# Aim of the task:
Report each line of the data below that contains the string "xmax". Case matters.

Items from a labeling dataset
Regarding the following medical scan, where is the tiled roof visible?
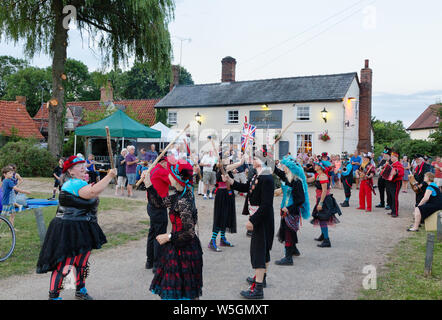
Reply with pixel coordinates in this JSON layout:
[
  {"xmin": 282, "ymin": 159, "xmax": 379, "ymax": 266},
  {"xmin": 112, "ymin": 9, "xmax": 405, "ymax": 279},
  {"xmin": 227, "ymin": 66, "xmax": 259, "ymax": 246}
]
[
  {"xmin": 0, "ymin": 100, "xmax": 44, "ymax": 139},
  {"xmin": 407, "ymin": 104, "xmax": 442, "ymax": 130},
  {"xmin": 34, "ymin": 99, "xmax": 160, "ymax": 128},
  {"xmin": 155, "ymin": 72, "xmax": 358, "ymax": 108}
]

# The response:
  {"xmin": 282, "ymin": 159, "xmax": 379, "ymax": 266},
  {"xmin": 112, "ymin": 9, "xmax": 405, "ymax": 279},
  {"xmin": 227, "ymin": 66, "xmax": 259, "ymax": 246}
  {"xmin": 0, "ymin": 100, "xmax": 44, "ymax": 139},
  {"xmin": 407, "ymin": 104, "xmax": 442, "ymax": 130},
  {"xmin": 34, "ymin": 99, "xmax": 160, "ymax": 128},
  {"xmin": 155, "ymin": 72, "xmax": 358, "ymax": 108}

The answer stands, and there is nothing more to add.